Goal of the exercise —
Reproduce the passage of the travel story about Trebic from "I get off the" up to and including "in the meantime.".

Travel Stories - Czech Republic

"trebic"



pub hostel


I get off the bus and walk in about five minutes from the station to the center of "Trebic". It is nice to know that it is still so early because I do not have so much hope for a cheap room in this city. At the information center I get to hear that during the weekend many "workers" take the cheap places to sleep. I try to explain her that for me personally 400 Kronen for a bed is too much money. After a little chat she gives me two adresses of places to stay outside the centre. One is just outside the center and the other is half an hour away walking. I choose the first option and walk to the pension which also serves as a pub. The gate is closed but I see a light burning above. The man has seen me walk past and opens the window. He indicates that I have to come back at 17:00. I leave my big bag behind and do some shopping in the meantime.

Material provided —
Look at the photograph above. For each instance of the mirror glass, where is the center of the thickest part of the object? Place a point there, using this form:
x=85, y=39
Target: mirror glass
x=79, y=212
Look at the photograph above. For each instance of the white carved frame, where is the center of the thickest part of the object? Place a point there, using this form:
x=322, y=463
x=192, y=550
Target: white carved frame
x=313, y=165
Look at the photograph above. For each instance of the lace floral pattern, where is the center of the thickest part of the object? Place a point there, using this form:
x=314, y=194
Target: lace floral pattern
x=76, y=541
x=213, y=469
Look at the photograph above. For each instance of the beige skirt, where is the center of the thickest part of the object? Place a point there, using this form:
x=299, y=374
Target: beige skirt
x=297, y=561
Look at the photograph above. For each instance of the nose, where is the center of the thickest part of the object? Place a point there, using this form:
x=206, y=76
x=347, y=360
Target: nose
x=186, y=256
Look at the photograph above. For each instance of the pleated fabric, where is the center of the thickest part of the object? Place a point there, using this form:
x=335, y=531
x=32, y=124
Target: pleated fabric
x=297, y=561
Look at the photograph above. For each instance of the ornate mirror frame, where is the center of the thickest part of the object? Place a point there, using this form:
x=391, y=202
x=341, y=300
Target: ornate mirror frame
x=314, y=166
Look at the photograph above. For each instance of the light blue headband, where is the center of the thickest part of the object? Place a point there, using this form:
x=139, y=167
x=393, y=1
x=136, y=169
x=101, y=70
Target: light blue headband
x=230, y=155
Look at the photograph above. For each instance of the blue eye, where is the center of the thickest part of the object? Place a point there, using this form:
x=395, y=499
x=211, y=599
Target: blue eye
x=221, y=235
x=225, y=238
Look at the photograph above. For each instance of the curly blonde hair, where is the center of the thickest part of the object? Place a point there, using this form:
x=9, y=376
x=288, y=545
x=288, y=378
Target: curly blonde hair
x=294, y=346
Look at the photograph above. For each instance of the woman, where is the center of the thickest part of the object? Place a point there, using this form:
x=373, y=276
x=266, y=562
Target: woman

Answer in full —
I get off the bus and walk in about five minutes from the station to the center of "Trebic". It is nice to know that it is still so early because I do not have so much hope for a cheap room in this city. At the information center I get to hear that during the weekend many "workers" take the cheap places to sleep. I try to explain her that for me personally 400 Kronen for a bed is too much money. After a little chat she gives me two adresses of places to stay outside the centre. One is just outside the center and the other is half an hour away walking. I choose the first option and walk to the pension which also serves as a pub. The gate is closed but I see a light burning above. The man has seen me walk past and opens the window. He indicates that I have to come back at 17:00. I leave my big bag behind and do some shopping in the meantime.